### Task objective
A verbatim reproduction of all the entries is needed.

(Raw data)

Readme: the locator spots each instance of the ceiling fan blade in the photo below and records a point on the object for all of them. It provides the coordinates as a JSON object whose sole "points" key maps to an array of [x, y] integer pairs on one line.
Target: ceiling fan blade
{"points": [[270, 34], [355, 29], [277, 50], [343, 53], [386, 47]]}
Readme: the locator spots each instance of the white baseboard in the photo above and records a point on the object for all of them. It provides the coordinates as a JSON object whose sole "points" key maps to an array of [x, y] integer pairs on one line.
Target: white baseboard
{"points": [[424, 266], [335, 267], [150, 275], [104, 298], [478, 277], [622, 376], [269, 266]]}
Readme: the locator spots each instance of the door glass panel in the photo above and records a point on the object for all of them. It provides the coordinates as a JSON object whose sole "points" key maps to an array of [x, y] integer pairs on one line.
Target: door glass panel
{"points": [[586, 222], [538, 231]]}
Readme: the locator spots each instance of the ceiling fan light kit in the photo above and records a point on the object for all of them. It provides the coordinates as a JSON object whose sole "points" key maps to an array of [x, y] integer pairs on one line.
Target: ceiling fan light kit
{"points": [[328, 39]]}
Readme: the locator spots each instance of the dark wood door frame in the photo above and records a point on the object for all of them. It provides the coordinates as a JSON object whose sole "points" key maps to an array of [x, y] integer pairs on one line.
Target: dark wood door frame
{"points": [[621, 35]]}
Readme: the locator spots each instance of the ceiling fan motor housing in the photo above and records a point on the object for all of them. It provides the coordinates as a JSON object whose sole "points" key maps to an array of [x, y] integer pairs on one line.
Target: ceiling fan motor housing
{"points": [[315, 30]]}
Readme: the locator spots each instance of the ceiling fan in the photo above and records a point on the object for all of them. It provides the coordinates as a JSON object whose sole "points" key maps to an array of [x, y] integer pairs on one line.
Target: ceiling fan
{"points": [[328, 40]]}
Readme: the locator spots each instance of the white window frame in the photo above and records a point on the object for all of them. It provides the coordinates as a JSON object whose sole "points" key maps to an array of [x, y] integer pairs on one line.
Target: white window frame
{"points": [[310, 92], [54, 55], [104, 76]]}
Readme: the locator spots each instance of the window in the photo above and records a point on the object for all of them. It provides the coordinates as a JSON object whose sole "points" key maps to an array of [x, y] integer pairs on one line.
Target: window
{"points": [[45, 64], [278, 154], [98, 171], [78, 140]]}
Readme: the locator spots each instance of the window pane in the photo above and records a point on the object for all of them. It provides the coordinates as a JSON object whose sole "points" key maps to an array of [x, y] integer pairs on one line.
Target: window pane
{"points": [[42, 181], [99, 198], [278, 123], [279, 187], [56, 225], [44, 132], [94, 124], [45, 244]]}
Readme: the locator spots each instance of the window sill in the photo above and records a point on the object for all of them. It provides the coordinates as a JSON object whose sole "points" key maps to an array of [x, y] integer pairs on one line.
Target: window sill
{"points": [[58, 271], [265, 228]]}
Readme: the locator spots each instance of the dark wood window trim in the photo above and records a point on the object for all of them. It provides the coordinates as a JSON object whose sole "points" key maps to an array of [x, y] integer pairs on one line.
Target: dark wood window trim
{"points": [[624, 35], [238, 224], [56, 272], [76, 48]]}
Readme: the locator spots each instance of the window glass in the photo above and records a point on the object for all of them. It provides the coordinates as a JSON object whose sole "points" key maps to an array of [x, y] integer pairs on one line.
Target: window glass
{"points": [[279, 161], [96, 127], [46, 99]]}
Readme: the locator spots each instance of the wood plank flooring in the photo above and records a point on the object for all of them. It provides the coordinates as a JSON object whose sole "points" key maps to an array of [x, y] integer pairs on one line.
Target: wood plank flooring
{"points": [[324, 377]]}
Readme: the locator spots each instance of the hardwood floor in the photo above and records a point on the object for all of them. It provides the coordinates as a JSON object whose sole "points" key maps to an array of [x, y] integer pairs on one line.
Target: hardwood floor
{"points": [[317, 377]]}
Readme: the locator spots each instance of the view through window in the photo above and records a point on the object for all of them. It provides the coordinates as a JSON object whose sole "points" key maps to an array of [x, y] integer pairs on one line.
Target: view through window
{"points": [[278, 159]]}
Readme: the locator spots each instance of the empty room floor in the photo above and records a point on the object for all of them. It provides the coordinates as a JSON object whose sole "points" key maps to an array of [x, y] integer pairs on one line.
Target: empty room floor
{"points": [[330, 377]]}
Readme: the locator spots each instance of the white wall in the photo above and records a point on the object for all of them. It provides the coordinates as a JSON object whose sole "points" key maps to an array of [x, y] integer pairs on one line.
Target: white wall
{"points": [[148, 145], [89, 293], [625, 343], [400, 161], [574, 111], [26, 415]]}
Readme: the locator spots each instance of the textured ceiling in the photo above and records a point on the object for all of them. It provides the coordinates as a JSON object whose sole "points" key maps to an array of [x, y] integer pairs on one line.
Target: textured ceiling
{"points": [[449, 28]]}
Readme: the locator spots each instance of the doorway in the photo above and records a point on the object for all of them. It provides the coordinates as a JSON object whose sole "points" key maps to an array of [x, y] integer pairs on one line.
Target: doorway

(End Raw data)

### Task response
Readme: the locator spots each instance of the ceiling fan blade in the photo below and records a point on the object for all of them. It provides the coordinates as a JSON object whose sole "points" key maps to an array of [x, y] integer pairs on one line.
Target: ceiling fan blade
{"points": [[270, 34], [355, 29], [277, 50], [343, 53], [386, 47]]}
Readme: the locator spots each instance of the white baseboard in the photo above and records a point on the object for all of them. It provides the coordinates as a JSON object whose sole "points" key maps to an array of [x, y] integer pairs on one line.
Target: white baseboard
{"points": [[424, 266], [335, 267], [150, 275], [104, 298], [478, 277], [622, 376], [269, 266]]}
Readme: the locator spots each instance of the door glass panel in the photo above and records a point on the object for all of them. It provides the coordinates as a JSON object whose sole "points" key maps to an array of [x, y] integer pairs on one line.
Target: door glass panel
{"points": [[586, 222], [538, 231]]}
Readme: the locator spots each instance of the ceiling fan light kit in the photo above and records a point on the object for all of them. It provides the coordinates as a JSON object whose sole "points" key maps to an array of [x, y] integer pairs on one line.
Target: ceiling fan light kit
{"points": [[328, 39]]}
Readme: the locator spots each instance of the dark wood door frame in the photo above and records a point on the object for all of them. It provides the coordinates as a JSON object whose sole "points" key maps to an array of [x, y] integer pairs on one line.
Target: dark wood door frame
{"points": [[621, 35]]}
Readme: the locator spots each instance of the ceiling fan motor housing in the photo above and records a point on the object for all of them. It provides the coordinates as a JSON object whose sole "points" key maps to an array of [x, y] integer pairs on one line.
Target: ceiling fan motor housing
{"points": [[315, 30]]}
Readme: the locator spots each instance of the ceiling fan in the photo above and records a point on the object for all of them. It provides the coordinates as a JSON object whose sole "points" key maps to an array of [x, y] integer pairs on one line.
Target: ceiling fan
{"points": [[328, 40]]}
Readme: the locator spots each instance of the white window frame in the photo above and records a point on the object for all of them. It provides the coordinates as a JSON object whose sole "points" key maps to an array of [x, y] integer pairs on one line.
Target: white window frame
{"points": [[310, 92], [54, 55], [104, 76]]}
Readme: the locator spots each instance of the window in the photo above and records a point on the object for all of them. It provides the coordinates as a JSON object whose sole "points" key maps to an array of [x, y] integer pairs on one line.
Target: window
{"points": [[45, 64], [278, 154], [98, 171], [78, 140]]}
Readme: the locator spots each instance of the window pane in the photo above and records a point on the object for all of them. It provides the coordinates as a JSON object whose sole "points" key maps to an array of [x, y] integer pairs on one line.
Target: window pane
{"points": [[42, 181], [99, 198], [278, 123], [279, 187], [56, 225], [44, 132], [94, 124], [45, 244]]}
Readme: the locator spots each instance of the window sill in the photo above and records a point on the object for all of them. It provides the coordinates as a JSON object whose sole "points" key maps to an array of [x, y] integer pairs on one line.
Target: window sill
{"points": [[58, 271], [265, 228]]}
Readme: the locator spots each instance of the dark wood window trim in the photo above and records a point on the object for all of them. It provides the coordinates as a JSON object whose sole "points" key maps to an array of [x, y] integer pairs on one line.
Target: dark wood window trim
{"points": [[624, 35], [238, 224], [56, 272], [76, 48]]}
Readme: the locator spots each instance of the window glass in the photo above and records a point on the object for all of them. It provides the coordinates as a JSON object whose sole "points" key maps to an array of [x, y] integer pairs on one line.
Target: window glass
{"points": [[279, 161], [96, 127], [46, 99]]}
Readme: the locator spots each instance of the wood plank flooring in the photo above and records a point on the object for all of them. It provides the coordinates as a JSON object whose sole "points" key maps to an array of [x, y] integer pairs on one line.
Target: wood plank flooring
{"points": [[324, 377]]}
Readme: the locator spots each instance of the hardwood floor in the photo above and records a point on the object for all of them. It provides the coordinates as a JSON object whose sole "points" key maps to an array of [x, y] integer pairs on one line.
Target: hardwood floor
{"points": [[317, 377]]}
Readme: the locator spots each instance of the view through window in the photo above and records a point on the object for all of them. It provides the coordinates as a JSON object whose sole "points" key maps to an array of [x, y] integer pairs on one line.
Target: view through window
{"points": [[278, 159]]}
Readme: the locator spots each instance of the empty room floor in the photo above and records a point on the object for all of them. It provides the coordinates as a JSON object whose sole "points" key maps to an array of [x, y] integer pairs on one line.
Target: empty room floor
{"points": [[330, 377]]}
Readme: the locator spots each instance of the white wall in the photo above and records a point on the object for all of them. It provides the coordinates as a JSON object whose sole "points" key maps to an array of [x, y] integer pairs on one line.
Target: white wall
{"points": [[148, 145], [89, 293], [625, 343], [400, 161], [574, 111], [26, 415]]}
Readme: the locator spots each instance of the textured ceiling in the photo above and records a point on the object for all of them. It provides the coordinates as a JSON object whose sole "points" key maps to an array of [x, y] integer pairs on one line.
Target: textured ceiling
{"points": [[449, 28]]}
Readme: the locator spots each instance of the doorway in the photo above and records a point on the object for all of them. It provides the coordinates as a JSON object whose sole "points" key maps to an array of [x, y] integer pairs on one line.
Target: doorway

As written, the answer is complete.